◆ TASK INSTRUCTIONS
Give back exactly the lines from the one that includes "Query: shadow on water" to the last line below, both included, and no further lines.

◆ INFORMATION
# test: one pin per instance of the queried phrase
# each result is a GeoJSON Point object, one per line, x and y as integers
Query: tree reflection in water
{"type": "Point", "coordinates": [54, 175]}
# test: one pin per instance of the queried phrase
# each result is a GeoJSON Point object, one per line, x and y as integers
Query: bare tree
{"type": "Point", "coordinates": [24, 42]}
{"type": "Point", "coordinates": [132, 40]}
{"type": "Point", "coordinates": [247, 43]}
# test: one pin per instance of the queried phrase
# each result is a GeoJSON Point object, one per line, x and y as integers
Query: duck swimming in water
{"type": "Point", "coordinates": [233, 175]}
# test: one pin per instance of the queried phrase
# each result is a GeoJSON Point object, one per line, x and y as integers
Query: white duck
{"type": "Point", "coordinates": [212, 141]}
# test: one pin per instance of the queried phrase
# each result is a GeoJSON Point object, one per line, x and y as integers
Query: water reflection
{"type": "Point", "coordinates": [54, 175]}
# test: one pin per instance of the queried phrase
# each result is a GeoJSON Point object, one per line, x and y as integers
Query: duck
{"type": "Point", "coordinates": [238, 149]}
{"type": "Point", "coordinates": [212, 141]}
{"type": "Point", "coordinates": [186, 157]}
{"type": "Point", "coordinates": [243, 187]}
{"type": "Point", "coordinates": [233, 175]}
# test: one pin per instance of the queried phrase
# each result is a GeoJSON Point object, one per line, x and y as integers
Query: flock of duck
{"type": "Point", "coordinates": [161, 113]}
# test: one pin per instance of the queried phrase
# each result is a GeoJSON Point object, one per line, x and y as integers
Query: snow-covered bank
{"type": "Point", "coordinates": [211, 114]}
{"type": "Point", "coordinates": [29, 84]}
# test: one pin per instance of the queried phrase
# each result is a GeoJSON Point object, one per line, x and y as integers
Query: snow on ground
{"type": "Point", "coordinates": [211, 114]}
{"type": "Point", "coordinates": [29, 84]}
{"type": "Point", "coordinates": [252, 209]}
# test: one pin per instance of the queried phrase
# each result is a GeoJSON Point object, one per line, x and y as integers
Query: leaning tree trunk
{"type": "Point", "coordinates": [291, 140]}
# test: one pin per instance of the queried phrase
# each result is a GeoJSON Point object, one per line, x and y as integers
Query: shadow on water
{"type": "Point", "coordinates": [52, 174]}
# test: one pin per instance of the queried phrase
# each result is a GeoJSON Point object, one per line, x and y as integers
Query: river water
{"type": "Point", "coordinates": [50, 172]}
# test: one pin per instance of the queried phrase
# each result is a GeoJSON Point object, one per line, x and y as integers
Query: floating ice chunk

◆ RESULT
Query: shadow on water
{"type": "Point", "coordinates": [52, 174]}
# test: one pin per instance of the queried phrase
# each result is a GeoJSON Point object, one per line, x and y as integers
Query: river water
{"type": "Point", "coordinates": [50, 172]}
# test: one pin per instance of the queried phrase
# each result is a GeoJSON Point object, one per line, x and y as integers
Query: floating ice chunk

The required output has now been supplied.